## Brief
What is needed is the run of lines from the one with "Pick out the truck grille" through the close of the data, set down exactly.

## Records

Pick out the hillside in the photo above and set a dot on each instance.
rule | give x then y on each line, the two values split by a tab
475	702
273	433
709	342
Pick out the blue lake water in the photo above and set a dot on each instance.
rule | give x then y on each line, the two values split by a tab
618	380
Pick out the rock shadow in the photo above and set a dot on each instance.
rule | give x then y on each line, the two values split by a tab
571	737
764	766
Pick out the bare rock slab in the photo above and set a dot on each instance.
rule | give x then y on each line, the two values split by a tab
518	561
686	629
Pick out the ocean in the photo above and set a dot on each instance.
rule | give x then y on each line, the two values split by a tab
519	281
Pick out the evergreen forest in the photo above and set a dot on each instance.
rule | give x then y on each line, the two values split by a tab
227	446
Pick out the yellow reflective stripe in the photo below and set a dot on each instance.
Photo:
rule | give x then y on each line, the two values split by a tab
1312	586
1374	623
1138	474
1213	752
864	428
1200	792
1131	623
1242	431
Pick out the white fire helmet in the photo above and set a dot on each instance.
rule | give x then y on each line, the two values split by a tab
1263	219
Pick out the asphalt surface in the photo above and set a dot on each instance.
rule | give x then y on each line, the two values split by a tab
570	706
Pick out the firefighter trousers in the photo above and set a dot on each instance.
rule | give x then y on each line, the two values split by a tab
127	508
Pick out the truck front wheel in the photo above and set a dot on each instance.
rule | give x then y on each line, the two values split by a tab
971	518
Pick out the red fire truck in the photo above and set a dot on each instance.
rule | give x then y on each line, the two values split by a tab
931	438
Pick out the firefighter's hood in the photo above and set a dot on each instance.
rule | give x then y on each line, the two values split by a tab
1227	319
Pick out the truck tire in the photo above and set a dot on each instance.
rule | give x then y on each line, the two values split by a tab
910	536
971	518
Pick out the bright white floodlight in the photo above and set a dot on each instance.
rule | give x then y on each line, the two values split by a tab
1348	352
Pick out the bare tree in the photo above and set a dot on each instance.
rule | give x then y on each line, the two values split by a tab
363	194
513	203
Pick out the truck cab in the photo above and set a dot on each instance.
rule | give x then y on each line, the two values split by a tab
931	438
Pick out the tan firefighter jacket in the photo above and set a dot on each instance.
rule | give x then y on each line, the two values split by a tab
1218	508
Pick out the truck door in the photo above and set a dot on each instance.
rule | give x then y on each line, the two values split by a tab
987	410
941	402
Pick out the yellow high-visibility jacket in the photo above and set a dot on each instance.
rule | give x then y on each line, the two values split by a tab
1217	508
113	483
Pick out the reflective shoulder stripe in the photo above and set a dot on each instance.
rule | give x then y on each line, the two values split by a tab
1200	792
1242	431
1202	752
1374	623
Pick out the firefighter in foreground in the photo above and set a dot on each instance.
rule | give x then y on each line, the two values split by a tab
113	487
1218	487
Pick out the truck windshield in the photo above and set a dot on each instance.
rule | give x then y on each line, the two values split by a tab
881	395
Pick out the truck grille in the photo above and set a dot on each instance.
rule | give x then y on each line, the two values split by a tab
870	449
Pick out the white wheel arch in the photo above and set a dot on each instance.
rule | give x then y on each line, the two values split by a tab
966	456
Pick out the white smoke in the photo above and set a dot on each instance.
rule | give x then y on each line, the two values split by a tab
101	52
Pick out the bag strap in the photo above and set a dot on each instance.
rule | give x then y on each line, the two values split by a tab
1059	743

## Problem solution
Pick out the truck grille in the photo above and set a dot on each instance.
rule | give x then y on each line, the two values split by a tab
870	449
Pick out the white wheel arch in the photo above and set a dot on each instance.
rule | give x then y on each line, the two values split by a tab
966	456
Pick out the white smoke in the photo above and set a dot on each instance.
rule | give x then y on each line, the two values split by a tab
101	52
Pick out the bag strap in the photo above and set a dot on each instance.
rule | give x then y on each line, the two values split by a tab
1059	743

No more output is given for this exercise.